-------- TEXT SECTION --------

Super Bowl Preview: Which Team Has An Edge?

  • Playlist
  • Download
  • Embed
    Embed <iframe src="" width="100%" height="290" frameborder="0" scrolling="no">
  • Transcript

Football fanatics will break out the party snacks and huddle around the big screen on Sunday for the biggest game of the year. Host Alex Cohen talks with NPR's Mike Pesca for a preview of Super Bowl XLIII. The Pittsburgh Steelers are facing the Arizona Cardinals in Tampa.


Back now, with Day to Day. This Sunday is the Super Bowl. The Arizona Cardinals will face off against the Pittsburgh Steelers in Tampa. Both teams have been there in Florida since Monday. Also there and joining me now from the site of Super Bowl 43 is NPR's Mike Pesca. Hi, Mike.


COHEN: So this is the Super Bowl. Of course, this is huge. But otherwise, for the teams and players, how is this week different from a regular week of football?

PESCA: Well, it's just so different as to be almost unrecognizable to everything else they ever do. Well, first of all, there are over 4,000 credentialed members of the media. I have met many of these people, and I question their credentials. (Soundbite of laughter) But aside from the crush and the demands on their time, it is a weird travel schedule.

For a regular game, there is usually a week between games in the NFL. And a team will arrive in the visiting team's city usually, maybe, a day before the game. Here they arrive almost a week before the game. And that is just to accommodate the fact that the Super Bowl is this huge corporate affair, this huge media affair. So it's interviews and a little bit of practice, and interviews and a little bit of practice. And if a team losses focus, it could really hurt them come Sunday.

--------

● WHAT YOU WILL DO
(A) In the records, swap "grassy ground" for "short grass" in the lines starting with the one containing "Look at the photograph above. For each instance of the blonde" and going on through the one containing "x=67, y=472", leaving everything else as it is.
(B) Continue the Super Bowl preview interview from the point where it stops.
The two blocks of records were drawn from separate sources.

-------- PROVIDED RECORDS --------

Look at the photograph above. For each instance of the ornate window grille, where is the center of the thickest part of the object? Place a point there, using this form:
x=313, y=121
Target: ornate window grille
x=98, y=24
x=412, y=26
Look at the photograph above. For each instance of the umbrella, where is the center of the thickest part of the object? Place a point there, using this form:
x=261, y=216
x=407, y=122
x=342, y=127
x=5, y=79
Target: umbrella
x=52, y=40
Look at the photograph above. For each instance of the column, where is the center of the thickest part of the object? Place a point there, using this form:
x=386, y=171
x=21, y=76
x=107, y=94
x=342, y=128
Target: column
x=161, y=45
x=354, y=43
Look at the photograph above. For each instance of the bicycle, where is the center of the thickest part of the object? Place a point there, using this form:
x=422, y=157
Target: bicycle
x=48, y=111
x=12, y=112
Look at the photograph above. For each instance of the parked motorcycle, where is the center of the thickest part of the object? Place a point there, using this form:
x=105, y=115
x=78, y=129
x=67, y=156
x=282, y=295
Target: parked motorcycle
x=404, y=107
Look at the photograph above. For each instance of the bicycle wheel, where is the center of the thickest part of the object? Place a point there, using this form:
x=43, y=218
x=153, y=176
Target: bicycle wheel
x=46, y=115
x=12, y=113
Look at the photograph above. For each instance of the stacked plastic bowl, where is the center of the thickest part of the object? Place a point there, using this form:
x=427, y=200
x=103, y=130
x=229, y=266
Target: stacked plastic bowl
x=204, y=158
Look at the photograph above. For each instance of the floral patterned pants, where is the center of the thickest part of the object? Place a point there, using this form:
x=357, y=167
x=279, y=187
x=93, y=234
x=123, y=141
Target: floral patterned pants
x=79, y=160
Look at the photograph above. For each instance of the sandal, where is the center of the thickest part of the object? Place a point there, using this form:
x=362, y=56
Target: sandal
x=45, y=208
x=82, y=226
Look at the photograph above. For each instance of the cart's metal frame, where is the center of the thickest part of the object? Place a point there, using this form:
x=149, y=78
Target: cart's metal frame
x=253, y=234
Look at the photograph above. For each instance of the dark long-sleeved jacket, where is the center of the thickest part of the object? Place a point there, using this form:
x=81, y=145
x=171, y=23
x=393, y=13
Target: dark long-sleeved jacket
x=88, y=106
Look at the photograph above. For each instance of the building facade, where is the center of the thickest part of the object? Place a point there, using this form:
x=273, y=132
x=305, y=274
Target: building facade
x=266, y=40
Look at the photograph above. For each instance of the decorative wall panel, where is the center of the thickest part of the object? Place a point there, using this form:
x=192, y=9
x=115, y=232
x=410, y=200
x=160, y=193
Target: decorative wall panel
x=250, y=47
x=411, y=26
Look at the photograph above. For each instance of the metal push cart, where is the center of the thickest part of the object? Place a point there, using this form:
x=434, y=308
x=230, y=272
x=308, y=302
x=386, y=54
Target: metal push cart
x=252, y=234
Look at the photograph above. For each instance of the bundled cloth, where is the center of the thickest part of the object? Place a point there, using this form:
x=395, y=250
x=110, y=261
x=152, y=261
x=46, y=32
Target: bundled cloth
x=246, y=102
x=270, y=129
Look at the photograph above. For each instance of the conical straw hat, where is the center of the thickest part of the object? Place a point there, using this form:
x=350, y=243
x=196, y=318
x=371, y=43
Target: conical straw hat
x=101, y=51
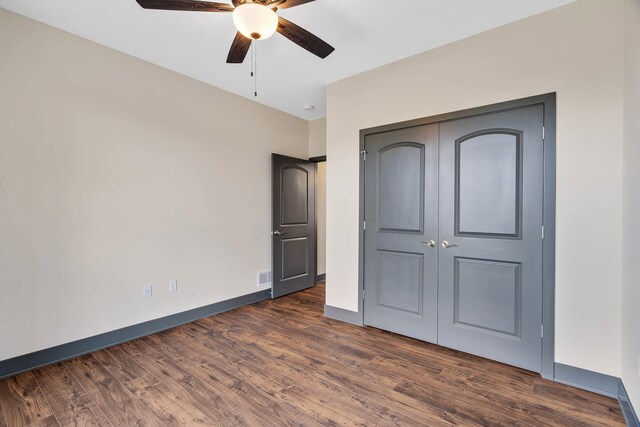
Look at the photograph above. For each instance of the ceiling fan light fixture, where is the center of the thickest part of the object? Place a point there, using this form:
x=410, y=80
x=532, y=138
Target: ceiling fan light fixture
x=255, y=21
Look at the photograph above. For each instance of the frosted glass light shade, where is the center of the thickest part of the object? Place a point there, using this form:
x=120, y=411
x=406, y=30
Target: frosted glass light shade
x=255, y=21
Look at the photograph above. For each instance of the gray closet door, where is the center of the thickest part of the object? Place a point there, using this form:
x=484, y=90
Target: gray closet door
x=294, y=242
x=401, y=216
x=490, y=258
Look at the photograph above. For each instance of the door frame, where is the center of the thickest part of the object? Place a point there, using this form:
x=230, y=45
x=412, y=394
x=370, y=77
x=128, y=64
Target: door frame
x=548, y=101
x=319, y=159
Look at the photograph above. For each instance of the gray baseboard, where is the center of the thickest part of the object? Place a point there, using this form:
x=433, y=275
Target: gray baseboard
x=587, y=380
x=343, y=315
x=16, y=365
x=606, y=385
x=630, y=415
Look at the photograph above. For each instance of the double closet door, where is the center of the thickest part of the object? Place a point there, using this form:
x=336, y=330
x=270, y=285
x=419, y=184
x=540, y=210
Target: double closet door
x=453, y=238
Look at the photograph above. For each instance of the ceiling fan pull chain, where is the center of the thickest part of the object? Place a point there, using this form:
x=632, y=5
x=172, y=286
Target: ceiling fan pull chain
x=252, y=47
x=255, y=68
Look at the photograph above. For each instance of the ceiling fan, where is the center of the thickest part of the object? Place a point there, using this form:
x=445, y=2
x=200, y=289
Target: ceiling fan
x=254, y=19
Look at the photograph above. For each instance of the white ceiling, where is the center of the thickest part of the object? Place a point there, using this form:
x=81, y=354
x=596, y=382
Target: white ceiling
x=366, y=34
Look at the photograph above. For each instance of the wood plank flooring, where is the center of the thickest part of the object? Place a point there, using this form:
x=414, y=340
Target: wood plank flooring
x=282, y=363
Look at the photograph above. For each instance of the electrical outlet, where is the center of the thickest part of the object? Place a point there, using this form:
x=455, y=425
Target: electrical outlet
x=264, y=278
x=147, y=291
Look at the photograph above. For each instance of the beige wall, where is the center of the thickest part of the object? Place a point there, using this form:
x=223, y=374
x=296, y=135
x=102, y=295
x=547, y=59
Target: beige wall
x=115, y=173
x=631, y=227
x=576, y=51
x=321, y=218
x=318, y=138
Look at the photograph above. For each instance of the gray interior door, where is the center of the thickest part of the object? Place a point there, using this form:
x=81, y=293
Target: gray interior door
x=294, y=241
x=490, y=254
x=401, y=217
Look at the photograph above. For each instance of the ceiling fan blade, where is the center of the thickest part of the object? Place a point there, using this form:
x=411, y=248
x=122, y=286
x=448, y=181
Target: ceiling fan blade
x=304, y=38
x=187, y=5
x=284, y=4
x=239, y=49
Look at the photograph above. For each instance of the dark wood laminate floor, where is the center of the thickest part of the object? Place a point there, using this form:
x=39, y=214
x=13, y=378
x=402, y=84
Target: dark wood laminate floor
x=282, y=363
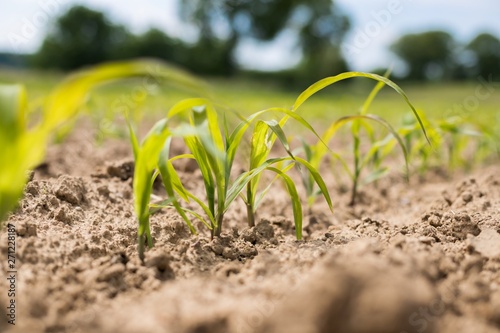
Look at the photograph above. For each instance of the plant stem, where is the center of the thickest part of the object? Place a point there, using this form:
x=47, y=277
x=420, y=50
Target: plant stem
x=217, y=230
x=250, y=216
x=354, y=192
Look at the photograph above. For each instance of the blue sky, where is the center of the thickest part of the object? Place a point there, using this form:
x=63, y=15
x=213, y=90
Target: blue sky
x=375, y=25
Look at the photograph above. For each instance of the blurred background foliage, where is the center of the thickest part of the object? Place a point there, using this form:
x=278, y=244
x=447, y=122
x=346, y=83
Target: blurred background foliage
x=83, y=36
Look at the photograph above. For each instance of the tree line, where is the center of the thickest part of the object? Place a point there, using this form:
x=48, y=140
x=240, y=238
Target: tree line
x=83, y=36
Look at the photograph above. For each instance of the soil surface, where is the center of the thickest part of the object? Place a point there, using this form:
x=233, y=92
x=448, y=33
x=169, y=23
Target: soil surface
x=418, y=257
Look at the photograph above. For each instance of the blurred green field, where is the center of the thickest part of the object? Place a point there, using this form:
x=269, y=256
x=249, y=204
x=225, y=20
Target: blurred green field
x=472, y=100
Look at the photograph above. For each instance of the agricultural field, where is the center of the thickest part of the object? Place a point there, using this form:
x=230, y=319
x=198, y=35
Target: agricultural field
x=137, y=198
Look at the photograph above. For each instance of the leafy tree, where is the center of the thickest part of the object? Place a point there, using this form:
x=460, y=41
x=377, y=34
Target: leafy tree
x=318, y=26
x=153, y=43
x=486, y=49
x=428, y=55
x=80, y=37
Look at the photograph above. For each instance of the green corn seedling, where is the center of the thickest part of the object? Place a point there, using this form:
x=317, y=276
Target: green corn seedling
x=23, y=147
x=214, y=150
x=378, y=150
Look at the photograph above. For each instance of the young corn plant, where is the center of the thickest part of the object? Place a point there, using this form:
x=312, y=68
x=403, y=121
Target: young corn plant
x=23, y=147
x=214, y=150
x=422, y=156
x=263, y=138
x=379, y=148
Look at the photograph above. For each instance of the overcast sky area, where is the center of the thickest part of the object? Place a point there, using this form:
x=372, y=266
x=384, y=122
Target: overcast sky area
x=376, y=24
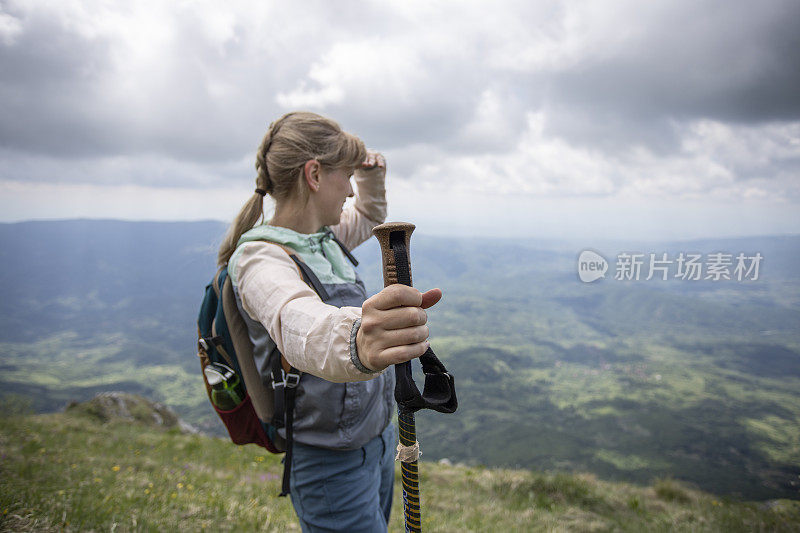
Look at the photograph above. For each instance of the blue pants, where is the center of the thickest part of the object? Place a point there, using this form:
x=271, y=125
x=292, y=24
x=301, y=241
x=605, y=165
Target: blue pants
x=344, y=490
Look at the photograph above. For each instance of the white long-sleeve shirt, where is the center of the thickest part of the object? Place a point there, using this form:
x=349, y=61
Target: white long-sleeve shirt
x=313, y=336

--------
-------- PROVIDED RECORDS --------

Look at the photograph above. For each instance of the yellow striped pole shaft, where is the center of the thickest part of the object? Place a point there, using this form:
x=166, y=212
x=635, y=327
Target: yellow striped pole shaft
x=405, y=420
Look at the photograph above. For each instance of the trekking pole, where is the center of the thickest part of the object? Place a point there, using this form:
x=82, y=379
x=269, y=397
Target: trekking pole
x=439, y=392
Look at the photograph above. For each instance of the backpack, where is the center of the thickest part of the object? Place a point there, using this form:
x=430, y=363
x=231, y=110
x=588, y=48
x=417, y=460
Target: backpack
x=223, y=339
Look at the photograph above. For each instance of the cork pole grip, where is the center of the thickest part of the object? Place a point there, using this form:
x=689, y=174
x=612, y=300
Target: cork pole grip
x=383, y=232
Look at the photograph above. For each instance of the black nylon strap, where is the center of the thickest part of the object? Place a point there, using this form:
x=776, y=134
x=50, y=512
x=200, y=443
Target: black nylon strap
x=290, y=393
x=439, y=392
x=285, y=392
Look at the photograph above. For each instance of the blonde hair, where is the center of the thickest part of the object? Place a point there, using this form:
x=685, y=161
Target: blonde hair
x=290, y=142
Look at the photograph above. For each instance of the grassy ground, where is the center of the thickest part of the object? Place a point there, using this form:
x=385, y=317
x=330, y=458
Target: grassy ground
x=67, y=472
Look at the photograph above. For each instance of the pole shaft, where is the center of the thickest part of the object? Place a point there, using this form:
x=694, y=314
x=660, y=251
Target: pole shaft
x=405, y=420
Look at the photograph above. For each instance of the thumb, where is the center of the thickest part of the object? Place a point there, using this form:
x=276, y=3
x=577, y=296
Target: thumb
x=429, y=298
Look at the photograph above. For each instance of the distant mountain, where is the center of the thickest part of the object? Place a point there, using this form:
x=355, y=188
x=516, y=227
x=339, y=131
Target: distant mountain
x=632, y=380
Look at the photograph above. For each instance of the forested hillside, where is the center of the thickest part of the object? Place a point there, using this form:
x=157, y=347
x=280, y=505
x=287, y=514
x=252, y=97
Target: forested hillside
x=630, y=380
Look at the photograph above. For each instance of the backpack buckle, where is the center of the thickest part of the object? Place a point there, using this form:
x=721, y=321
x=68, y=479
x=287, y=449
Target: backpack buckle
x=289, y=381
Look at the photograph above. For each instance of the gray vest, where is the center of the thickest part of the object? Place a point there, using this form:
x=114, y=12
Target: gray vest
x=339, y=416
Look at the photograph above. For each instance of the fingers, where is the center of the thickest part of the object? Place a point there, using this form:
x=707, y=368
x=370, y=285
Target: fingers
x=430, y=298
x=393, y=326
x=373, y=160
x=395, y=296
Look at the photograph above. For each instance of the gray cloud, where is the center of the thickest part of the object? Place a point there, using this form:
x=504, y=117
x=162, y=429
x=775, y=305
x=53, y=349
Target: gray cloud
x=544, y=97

--------

● RESULTS FOR THE EXERCISE
(A)
Look at the photograph above. For each instance of the blonde hair, where is the center of the thickest part of the object? Place a point there, using this form:
x=685, y=161
Target: blonde hair
x=290, y=142
Look at the photograph above. For each instance of the short grass, where is the center of the thickest part of the object? Place a point there, using this form:
x=385, y=317
x=330, y=458
Target: short grass
x=67, y=472

(B)
COHEN: It sounds like a pretty intense week. Now, let's say I were a betting woman. Does this kind of hectic schedule favor one team over the other?

PESCA: Well, you know, even if you weren't a betting woman, even if you were someone with, you know, who lives and dies with the Steelers or who bleeds Cardinals Burgundy - I think there probably are people like that - you might say that the Pittsburgh Steelers might have the edge, because in general, they are the more experienced team, having been to and won a Super Bowl just three years ago.

Most of the players on the current Steelers were on that Super Bowl team, whereas the Arizona Cardinals only have six players who ever played in a Super Bowl. But very importantly, one of those players is their quarterback, Kurt Warner. And Warner has won a Super Bowl in the past, as has his counterpart on Pittsburgh, Ben Roethlisberger, both Super Bowl winning quarterbacks.

And in fact, this is the first time that two Super Bowl winning quarterbacks have faced each other since guys named Roger Staubach and Terry Bradshaw did so back in the '70s.

COHEN: Finally, Mike, the Super Bowl is usually one huge party. But given the current economy, do you think it'll be as big of a celebration?

PESCA: Officially, they give figures that are absolutely impossible to check about how much the Super Bowl adds to the economy. $300 million is one of the official totals. But I've read different economists saying the impact on a local economy is very small. And I have informally talked to some limo drivers and talked to some people who work in hotels. And they said, you know, a year ago, if you told them the Super Bowl was going to be here, they would've thought they'd all be booked up by now. But you can still get a limo maybe on Friday and Saturday, maybe not Sunday going to the game.

So it does - and another indication is that there used to be two huge parties sponsored by Playboy and Maxim, and Playboy is not having its party. So that's the economic indicator of this Super Bowl, that Playboy is not having its party.

COHEN: NPR's Mike Pesca in Tampa, Florida for this weekend's Super Bowl. Thanks Mike.

PESCA: You're welcome.

Copyright © 2009 NPR. All rights reserved. Visit our website terms of use and permissions pages at for further information.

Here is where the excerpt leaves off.